**Page excerpt:**

++++

Researchers at the University of Birmingham have discovered that silver retains its antimicrobial activity for a longer duration when incorporated into “bioactive glass.” The study demonstrates, for the first time, how this promising combination provides more long-lasting antimicrobial wound protection compared to conventional alternatives.
Bioactive glass, composed of silicone, has been used in bone grafting procedures for several years. In this study, the researchers investigated the effects of bioactive glass doped with ionic silver on biofilms formed by Pseudomonas aeruginosa, a multi-drug resistant bacterium commonly associated with infection in chronic wounds.
The study, published in the journal Biofilm, revealed that specific techniques related to preparation, storage, and application minimized the transformation of silver ions to silver chloride, thereby maintaining antimicrobial activity. The research team consisted of microbiology researcher Dr. Sarah A. Kuehne, biomaterials expert Dr. Gowsihan Poologasundarampillai, and multidisciplinary PhD student Sandeep Shirgill from the University of Birmingham’s School of Dentistry, along with Dr. Sara Jabbari from the School of Mathematics and Dr. John Ward from Loughborough University’s Department of Mathematical Sciences.

++++

(Referring expression data)

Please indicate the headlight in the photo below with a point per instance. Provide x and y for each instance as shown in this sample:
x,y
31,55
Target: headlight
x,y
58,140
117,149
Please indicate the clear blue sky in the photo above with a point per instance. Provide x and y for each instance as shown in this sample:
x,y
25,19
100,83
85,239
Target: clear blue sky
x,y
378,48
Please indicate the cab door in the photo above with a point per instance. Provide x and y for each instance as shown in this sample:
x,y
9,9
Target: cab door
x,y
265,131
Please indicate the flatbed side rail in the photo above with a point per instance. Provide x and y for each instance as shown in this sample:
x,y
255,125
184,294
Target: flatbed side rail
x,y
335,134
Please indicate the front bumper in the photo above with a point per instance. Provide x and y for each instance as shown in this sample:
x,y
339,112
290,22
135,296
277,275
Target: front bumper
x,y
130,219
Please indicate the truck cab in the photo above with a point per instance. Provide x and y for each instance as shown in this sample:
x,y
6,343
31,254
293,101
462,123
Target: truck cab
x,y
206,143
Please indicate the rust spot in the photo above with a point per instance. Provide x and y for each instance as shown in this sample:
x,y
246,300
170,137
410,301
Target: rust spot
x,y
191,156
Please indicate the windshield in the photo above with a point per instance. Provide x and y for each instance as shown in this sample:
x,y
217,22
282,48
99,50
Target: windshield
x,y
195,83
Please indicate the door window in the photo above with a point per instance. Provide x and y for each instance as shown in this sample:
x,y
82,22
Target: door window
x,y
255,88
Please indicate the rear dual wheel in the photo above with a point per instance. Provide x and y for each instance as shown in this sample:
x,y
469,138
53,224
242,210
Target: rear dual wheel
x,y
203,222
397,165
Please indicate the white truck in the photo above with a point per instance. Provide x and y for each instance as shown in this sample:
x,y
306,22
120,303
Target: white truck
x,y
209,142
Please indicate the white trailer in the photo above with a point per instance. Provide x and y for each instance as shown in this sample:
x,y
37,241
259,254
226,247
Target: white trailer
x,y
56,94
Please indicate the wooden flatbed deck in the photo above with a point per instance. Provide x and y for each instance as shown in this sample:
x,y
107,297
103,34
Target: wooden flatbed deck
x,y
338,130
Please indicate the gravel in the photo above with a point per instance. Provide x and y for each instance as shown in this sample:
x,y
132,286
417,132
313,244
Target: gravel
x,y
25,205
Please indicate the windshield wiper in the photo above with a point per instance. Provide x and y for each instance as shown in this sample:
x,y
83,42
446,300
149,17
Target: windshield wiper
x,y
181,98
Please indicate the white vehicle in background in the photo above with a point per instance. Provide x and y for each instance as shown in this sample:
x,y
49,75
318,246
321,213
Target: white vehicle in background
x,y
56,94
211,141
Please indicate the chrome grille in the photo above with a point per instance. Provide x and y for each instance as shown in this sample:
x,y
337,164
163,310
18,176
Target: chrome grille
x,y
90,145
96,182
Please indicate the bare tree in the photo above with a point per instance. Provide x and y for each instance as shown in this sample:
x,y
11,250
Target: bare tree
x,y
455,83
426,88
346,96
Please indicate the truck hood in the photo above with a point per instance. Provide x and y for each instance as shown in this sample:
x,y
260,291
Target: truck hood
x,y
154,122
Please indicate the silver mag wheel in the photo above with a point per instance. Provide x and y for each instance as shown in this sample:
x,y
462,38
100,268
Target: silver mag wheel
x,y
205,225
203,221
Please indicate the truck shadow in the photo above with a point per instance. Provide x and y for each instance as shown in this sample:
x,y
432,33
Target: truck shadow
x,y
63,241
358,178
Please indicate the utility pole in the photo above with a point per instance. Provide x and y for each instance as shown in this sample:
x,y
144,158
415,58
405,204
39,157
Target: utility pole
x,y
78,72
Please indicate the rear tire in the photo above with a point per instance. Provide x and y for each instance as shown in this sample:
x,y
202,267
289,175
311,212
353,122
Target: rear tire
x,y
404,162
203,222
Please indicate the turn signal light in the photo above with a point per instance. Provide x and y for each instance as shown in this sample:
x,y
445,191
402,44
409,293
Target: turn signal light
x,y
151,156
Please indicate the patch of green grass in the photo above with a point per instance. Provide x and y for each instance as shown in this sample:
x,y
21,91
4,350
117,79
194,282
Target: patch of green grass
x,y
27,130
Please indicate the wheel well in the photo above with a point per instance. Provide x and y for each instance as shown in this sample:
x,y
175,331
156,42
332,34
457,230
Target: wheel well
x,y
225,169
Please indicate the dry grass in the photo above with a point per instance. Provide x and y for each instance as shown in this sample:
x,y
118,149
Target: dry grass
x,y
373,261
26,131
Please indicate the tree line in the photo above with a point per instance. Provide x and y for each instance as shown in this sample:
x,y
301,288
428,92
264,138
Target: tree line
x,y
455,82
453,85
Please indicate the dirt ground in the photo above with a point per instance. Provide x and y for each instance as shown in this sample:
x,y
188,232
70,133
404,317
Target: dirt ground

++++

**Explore the material:**
**1)** In the bioactive glass text, rewrite the passage starting with "The study, published" and going on through "of Mathematical Sciences.", putting "periodical" in place of "journal".
**2)** Summarize the bioactive glass text in two sentences.

**Replies:**
**1)**
The study, published in the periodical Biofilm, revealed that specific techniques related to preparation, storage, and application minimized the transformation of silver ions to silver chloride, thereby maintaining antimicrobial activity. The research team consisted of microbiology researcher Dr. Sarah A. Kuehne, biomaterials expert Dr. Gowsihan Poologasundarampillai, and multidisciplinary PhD student Sandeep Shirgill from the University of Birmingham’s School of Dentistry, along with Dr. Sara Jabbari from the School of Mathematics and Dr. John Ward from Loughborough University’s Department of Mathematical Sciences.

**2)** University of Birmingham researchers found that silver retains its antimicrobial activity longer when incorporated into bioactive glass, providing more long-lasting wound protection than conventional alternatives. Testing silver-doped bioactive glass on biofilms of the multi-drug resistant bacterium Pseudomonas aeruginosa, the study, published in Biofilm, showed that specific preparation, storage, and application techniques minimized the transformation of silver ions to silver chloride and thereby maintained that activity.